EXERCISE BRIEF >> Using the listing below, report each line holding the string "green".

SOURCE MATERIAL >>
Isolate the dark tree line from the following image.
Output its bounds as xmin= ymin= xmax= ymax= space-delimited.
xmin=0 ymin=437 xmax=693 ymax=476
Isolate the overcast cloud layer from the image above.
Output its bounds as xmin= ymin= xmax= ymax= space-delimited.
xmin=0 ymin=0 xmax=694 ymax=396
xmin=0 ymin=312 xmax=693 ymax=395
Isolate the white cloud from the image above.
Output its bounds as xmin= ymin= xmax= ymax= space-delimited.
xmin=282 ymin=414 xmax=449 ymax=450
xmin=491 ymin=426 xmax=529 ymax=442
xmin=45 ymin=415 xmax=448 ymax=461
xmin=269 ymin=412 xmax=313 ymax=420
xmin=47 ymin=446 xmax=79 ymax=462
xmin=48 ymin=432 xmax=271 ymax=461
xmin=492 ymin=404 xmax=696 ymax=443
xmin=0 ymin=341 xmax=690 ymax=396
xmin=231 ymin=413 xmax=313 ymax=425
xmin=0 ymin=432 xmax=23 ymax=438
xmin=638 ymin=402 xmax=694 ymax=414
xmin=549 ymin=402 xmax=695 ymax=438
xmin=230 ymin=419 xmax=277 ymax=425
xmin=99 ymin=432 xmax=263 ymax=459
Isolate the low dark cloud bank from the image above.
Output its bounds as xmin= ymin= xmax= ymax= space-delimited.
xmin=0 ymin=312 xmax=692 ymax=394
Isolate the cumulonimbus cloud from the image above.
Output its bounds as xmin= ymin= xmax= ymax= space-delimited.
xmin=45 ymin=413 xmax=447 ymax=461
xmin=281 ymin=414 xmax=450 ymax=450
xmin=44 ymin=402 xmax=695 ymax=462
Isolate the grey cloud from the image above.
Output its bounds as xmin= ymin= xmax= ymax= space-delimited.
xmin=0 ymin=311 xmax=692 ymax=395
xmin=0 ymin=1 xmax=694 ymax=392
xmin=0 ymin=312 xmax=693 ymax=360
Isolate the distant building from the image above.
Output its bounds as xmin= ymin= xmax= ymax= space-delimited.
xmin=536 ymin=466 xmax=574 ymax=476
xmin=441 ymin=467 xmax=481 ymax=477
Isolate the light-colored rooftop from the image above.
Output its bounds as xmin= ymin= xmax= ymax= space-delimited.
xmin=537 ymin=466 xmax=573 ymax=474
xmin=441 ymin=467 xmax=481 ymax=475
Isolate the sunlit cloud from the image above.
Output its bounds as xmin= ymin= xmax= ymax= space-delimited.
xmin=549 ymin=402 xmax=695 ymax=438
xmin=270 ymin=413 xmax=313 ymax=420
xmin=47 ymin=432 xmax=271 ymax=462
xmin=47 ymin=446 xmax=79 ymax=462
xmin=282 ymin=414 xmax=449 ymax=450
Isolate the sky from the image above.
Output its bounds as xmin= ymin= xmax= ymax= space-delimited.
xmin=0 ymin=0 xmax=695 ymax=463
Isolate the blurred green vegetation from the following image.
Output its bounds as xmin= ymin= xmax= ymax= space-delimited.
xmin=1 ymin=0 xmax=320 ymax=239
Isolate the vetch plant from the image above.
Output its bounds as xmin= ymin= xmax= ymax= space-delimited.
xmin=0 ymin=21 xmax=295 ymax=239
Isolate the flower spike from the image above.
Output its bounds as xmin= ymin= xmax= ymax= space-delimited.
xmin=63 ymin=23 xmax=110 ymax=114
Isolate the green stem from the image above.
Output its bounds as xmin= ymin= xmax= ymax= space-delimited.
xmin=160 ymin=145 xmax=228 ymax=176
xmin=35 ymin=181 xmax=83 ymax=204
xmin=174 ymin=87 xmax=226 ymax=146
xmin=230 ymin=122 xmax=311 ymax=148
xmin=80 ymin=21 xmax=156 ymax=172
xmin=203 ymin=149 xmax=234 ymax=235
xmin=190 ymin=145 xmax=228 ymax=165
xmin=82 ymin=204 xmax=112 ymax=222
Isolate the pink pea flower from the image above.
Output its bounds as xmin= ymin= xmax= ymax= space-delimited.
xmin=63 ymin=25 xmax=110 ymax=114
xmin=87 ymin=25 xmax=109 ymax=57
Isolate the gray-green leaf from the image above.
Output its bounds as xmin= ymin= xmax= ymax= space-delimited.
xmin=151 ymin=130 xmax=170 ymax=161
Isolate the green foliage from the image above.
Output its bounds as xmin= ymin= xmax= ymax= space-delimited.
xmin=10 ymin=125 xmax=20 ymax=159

RESULT OF THE EXERCISE >>
Isolate the blurred green vegetation from the following image.
Isolate the green stem from the image above.
Isolate the gray-green leaf from the image above.
Isolate the green foliage from the image above.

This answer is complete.